→ Problem to work on:
Reproduce everything from the start of the data down to and including the line containing "xmin=8 ymin=34 xmax=227 ymax=67", requests included, shifting each answer's bounding-box coordinates by adding 58 to every value while leaving all numbers within the requests unchanged. Omit the picture from your reproduction.

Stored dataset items
━━━━━━
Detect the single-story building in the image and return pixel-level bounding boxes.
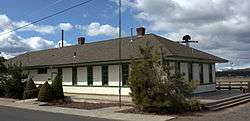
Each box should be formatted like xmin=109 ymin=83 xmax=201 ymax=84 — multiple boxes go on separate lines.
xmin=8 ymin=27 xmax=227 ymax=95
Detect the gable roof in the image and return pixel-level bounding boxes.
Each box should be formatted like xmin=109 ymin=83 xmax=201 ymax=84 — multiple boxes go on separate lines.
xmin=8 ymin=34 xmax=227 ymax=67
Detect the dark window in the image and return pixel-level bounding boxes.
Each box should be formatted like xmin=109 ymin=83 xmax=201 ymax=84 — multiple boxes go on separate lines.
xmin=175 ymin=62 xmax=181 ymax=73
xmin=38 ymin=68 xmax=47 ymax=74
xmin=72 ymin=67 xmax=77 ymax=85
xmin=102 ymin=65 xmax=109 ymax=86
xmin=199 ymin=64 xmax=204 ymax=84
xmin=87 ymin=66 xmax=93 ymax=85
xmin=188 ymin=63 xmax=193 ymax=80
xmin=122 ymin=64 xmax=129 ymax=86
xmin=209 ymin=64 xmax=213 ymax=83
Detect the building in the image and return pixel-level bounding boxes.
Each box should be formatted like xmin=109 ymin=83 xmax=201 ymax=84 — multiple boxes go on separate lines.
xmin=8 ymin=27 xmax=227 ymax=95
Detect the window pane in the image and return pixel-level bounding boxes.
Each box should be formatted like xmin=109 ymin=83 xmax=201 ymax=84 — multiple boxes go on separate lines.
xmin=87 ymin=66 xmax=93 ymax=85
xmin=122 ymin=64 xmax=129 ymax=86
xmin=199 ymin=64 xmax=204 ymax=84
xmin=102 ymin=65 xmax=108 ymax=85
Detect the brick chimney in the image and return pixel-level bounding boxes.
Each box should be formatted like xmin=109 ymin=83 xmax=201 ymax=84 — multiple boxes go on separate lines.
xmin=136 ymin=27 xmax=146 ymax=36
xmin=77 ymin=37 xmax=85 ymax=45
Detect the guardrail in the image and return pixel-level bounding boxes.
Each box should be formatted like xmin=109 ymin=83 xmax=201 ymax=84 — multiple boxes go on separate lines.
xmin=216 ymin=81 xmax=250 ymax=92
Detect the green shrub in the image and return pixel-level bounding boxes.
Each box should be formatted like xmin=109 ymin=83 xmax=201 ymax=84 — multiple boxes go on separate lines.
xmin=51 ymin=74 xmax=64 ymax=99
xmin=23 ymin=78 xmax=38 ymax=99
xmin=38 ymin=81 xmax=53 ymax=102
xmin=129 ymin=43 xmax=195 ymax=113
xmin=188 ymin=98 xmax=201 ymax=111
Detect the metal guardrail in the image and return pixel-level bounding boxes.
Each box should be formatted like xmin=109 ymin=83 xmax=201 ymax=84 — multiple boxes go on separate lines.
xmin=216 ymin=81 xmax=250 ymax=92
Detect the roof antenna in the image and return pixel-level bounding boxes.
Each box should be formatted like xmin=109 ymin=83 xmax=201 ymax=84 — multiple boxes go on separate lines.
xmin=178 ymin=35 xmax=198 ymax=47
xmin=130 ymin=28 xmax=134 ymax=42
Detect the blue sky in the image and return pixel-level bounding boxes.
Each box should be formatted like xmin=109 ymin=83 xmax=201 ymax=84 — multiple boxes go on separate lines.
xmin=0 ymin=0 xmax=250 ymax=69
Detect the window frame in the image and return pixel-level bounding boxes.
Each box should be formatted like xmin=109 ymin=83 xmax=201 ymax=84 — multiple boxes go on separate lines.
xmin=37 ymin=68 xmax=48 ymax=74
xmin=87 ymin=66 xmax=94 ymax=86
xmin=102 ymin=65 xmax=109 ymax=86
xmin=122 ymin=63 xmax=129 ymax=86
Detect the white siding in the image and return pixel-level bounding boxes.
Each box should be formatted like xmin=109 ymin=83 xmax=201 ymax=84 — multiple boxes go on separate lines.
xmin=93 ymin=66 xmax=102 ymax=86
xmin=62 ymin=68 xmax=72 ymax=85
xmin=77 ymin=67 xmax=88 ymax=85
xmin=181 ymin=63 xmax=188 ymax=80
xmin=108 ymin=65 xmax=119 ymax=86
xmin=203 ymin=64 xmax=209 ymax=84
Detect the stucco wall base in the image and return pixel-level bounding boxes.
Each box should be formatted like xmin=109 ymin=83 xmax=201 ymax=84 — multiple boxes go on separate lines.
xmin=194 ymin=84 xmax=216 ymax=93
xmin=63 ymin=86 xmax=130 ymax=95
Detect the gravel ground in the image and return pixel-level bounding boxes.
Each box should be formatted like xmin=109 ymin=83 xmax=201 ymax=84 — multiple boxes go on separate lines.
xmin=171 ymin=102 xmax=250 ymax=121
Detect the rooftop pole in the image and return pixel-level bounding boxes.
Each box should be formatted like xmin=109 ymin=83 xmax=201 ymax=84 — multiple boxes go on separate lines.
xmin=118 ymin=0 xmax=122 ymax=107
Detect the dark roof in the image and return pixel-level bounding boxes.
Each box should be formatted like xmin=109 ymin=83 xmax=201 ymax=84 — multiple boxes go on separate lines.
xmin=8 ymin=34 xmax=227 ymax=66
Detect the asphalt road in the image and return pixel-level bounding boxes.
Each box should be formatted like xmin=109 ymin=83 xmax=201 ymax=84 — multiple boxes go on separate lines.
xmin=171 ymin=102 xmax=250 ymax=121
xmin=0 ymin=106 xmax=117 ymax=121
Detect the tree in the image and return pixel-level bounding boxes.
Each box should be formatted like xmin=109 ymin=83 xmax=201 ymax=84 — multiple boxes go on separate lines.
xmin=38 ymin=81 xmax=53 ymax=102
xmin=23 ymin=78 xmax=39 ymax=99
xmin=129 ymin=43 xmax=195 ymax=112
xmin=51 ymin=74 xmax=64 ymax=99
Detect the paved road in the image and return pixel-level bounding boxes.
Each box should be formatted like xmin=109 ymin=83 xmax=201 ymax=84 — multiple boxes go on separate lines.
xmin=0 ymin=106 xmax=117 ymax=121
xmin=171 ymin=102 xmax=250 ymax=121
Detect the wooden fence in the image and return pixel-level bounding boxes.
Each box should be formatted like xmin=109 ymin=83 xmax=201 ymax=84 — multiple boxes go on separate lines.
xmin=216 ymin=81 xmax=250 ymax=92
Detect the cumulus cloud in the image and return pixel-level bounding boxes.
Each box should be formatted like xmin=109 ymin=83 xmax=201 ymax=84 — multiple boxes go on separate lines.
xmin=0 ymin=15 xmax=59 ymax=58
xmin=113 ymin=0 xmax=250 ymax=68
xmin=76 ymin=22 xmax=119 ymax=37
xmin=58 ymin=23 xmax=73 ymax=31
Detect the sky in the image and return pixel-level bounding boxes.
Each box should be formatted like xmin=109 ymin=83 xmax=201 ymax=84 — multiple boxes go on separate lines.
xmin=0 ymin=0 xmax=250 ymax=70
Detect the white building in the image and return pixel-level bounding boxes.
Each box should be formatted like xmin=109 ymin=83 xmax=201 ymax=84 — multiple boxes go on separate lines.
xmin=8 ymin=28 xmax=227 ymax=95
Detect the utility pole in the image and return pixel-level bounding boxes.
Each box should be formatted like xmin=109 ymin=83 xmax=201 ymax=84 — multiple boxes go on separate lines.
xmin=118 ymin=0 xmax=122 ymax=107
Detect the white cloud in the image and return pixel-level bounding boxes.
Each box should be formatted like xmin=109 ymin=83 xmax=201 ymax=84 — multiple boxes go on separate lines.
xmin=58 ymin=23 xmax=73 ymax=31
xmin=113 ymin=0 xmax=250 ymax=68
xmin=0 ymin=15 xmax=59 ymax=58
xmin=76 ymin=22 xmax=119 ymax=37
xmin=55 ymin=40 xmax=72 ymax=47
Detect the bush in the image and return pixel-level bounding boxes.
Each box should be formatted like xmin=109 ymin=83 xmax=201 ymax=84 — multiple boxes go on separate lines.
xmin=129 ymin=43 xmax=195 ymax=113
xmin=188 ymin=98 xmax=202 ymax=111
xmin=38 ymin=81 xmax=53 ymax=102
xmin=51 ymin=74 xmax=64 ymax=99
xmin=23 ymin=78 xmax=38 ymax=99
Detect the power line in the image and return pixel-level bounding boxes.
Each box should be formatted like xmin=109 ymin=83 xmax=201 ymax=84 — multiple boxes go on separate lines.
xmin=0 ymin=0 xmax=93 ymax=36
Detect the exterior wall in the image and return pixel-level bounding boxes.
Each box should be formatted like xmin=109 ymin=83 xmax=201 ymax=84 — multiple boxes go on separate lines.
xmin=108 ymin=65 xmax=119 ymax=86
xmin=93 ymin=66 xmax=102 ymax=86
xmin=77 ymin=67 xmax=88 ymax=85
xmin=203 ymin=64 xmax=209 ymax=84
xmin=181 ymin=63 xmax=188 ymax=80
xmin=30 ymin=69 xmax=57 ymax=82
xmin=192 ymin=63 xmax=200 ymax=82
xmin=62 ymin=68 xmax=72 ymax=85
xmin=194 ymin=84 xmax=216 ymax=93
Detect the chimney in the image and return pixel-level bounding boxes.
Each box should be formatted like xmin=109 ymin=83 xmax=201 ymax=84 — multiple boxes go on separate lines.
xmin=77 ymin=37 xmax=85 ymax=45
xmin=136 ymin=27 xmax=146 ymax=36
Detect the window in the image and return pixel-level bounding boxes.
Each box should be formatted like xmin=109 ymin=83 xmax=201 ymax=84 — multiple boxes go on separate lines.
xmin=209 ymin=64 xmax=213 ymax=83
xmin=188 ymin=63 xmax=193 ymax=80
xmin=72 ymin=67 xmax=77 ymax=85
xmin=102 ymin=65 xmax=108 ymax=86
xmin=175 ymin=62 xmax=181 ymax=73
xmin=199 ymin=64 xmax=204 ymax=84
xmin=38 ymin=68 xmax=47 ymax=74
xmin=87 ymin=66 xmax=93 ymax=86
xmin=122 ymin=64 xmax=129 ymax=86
━━━━━━
→ Solution to the problem:
Detect the single-story building in the image and return pixel-level bounding boxes.
Each box should be formatted like xmin=109 ymin=83 xmax=201 ymax=84 — multiple boxes go on separate lines.
xmin=66 ymin=85 xmax=285 ymax=153
Detect the gable roof in the image and return pixel-level bounding boxes.
Each box should be formatted like xmin=109 ymin=83 xmax=201 ymax=84 — multiple boxes go on separate lines.
xmin=66 ymin=92 xmax=285 ymax=125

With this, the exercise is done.